- _MATERIAL TO PROCESS_
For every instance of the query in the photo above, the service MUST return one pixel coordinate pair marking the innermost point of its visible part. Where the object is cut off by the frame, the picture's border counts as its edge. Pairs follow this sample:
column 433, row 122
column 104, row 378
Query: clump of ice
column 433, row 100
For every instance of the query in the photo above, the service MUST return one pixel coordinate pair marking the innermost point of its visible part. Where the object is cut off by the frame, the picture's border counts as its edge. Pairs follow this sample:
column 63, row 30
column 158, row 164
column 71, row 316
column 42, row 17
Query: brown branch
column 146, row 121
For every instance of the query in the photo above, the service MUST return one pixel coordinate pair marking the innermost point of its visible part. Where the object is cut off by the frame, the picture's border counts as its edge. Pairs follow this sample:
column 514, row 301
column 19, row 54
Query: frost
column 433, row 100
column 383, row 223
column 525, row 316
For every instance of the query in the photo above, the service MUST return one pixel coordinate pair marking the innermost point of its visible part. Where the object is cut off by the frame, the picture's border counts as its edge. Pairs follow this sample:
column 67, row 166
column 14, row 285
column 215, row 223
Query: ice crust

==

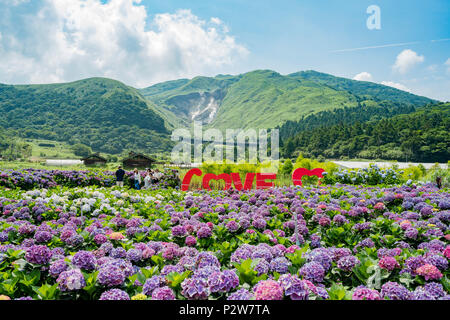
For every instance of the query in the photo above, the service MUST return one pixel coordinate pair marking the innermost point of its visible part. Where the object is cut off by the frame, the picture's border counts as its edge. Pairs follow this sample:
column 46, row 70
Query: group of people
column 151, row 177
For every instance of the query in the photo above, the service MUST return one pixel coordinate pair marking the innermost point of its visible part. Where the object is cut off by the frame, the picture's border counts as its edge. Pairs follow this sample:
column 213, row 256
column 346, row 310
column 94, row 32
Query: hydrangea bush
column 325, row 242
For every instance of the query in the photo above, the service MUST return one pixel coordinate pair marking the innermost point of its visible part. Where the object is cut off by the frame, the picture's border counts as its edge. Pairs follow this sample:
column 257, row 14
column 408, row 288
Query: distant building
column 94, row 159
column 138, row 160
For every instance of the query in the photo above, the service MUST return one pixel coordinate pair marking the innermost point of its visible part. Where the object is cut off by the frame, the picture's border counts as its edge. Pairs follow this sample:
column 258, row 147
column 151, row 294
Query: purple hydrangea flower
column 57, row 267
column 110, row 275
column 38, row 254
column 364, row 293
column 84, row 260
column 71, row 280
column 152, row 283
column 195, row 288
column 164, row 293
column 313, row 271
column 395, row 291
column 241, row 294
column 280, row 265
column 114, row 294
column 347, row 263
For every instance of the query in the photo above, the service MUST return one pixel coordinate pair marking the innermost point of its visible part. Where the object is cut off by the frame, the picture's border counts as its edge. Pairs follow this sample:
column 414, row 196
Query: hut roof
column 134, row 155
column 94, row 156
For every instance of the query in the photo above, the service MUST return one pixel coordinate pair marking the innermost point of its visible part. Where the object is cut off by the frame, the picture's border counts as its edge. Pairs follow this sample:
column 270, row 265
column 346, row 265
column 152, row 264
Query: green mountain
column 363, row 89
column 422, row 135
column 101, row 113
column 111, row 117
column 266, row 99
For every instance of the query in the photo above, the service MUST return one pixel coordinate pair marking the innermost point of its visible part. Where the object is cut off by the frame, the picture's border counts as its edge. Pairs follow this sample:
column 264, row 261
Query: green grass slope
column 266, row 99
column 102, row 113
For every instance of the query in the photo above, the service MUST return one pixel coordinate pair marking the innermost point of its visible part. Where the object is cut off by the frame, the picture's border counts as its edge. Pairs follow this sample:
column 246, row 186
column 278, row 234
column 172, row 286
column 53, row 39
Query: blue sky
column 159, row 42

--

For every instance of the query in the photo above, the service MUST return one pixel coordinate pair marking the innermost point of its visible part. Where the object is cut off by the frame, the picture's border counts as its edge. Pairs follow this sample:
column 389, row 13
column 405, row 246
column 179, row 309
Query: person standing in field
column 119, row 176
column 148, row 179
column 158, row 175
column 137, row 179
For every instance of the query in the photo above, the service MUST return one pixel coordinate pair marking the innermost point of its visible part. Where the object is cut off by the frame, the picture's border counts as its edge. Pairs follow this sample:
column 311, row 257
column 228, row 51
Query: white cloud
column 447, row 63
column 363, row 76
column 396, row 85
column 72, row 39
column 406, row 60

- _EXERCISE DETAILS_
Extract every line in the data above that contains the string "green" and copy each one in full. Matching is case-sensitive.

- _COMPLETED TASK_
Query: green mountain
Query: green grass slope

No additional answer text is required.